Task requirements:
Please output only the lines that run from the line containing "Indicate the sky" through the end of the material below, exactly.

Extracted records:
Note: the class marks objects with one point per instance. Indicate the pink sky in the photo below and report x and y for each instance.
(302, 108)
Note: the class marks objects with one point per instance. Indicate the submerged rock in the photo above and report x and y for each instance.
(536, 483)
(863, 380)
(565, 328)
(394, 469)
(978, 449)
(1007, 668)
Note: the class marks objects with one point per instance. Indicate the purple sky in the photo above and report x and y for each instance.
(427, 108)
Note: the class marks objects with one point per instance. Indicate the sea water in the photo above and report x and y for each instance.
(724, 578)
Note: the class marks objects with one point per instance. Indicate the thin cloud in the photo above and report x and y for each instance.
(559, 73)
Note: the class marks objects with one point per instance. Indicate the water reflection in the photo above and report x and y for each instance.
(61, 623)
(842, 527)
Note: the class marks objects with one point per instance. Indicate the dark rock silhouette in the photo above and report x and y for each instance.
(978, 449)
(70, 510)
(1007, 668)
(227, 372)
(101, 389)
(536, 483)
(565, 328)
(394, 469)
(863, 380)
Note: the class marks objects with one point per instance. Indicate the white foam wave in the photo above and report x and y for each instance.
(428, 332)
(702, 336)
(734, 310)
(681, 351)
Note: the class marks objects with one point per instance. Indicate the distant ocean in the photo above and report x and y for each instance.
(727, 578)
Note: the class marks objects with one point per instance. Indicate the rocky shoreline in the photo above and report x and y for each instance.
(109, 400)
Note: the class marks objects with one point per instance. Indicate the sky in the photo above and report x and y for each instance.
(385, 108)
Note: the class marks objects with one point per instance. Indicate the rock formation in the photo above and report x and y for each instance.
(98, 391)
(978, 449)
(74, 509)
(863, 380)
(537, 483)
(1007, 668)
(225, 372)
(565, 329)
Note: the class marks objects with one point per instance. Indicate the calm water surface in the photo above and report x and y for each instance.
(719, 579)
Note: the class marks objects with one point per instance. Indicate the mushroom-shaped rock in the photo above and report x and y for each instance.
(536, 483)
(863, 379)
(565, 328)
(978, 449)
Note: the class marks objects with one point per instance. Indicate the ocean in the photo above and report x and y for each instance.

Output for this exercise:
Note: the class marks objects with one point per instance. Indicate the sky in the photo above and report x and y for each instance.
(385, 108)
Note: the class marks objects with one point per instance. Indicate the rock formation in the photo above and report x and y for each instance.
(98, 391)
(978, 449)
(74, 509)
(863, 380)
(537, 483)
(1007, 668)
(225, 372)
(565, 329)
Note: the class marks objects with one point per instance. Indicate the calm water surface in the photo above and report x and y for each instance.
(719, 579)
Note: the class marks objects with one point per instance. Indicate the mushroom-shaped rock in the photo above and report x and y for each instance.
(536, 483)
(863, 379)
(565, 328)
(978, 449)
Note: the class marks objects with one point per instance. Indicate the ocean in the photo above and report x and y for each instance.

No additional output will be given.